Object location annotation data:
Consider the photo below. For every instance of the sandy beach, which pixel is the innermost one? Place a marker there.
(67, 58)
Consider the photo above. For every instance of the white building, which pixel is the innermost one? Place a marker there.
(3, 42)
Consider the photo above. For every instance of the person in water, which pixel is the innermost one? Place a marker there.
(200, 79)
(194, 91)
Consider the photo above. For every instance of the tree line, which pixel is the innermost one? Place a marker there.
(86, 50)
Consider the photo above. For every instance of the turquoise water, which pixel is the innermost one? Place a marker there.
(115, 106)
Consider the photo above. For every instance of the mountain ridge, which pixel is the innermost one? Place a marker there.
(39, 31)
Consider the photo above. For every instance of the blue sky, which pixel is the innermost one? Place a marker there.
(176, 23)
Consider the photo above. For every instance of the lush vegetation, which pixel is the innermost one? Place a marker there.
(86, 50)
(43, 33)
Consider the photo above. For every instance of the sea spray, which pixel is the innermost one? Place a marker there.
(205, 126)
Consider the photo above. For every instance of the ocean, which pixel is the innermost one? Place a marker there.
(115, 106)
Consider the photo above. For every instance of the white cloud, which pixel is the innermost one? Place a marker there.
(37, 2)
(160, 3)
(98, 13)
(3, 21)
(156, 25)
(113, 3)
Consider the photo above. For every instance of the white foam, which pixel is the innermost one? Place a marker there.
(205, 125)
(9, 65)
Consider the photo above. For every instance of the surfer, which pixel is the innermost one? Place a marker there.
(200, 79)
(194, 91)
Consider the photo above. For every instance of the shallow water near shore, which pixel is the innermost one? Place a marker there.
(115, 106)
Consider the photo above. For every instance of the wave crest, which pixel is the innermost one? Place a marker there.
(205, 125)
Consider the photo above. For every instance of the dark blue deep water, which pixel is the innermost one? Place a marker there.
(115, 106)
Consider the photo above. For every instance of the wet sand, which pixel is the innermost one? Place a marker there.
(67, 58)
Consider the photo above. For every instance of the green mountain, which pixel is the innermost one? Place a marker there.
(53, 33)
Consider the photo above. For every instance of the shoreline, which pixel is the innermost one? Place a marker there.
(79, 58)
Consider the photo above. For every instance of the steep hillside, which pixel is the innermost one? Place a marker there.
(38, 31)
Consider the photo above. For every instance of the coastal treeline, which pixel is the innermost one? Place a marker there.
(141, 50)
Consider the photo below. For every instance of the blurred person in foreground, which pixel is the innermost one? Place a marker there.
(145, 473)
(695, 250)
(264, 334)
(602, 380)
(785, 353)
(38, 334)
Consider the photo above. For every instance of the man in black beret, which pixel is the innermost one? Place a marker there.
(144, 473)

The exercise: Reproduce the material starting at the line that contains "Consider the photo above. For every instance of the steep" and ending at the last line of the material, keeping every request unchanged. Adjust each coordinate in the answers by adding -114.

Written reply:
Consider the photo above. For every instance of the steep hillside, which pixel is the innermost one? Place a marker there.
(-76, -83)
Consider the photo above. For every instance of the coastal treeline, which pixel is the innermost one? Place a marker there.
(27, -64)
Consider the photo below. For every instance of the blurred person in foreground, which pixel is the innermost one? Place a marker there.
(31, 359)
(581, 136)
(150, 220)
(488, 266)
(671, 239)
(-76, 220)
Consider the photo above. For every instance of the man in black beret, which pixel is the innermost one? Place a marker there.
(30, 359)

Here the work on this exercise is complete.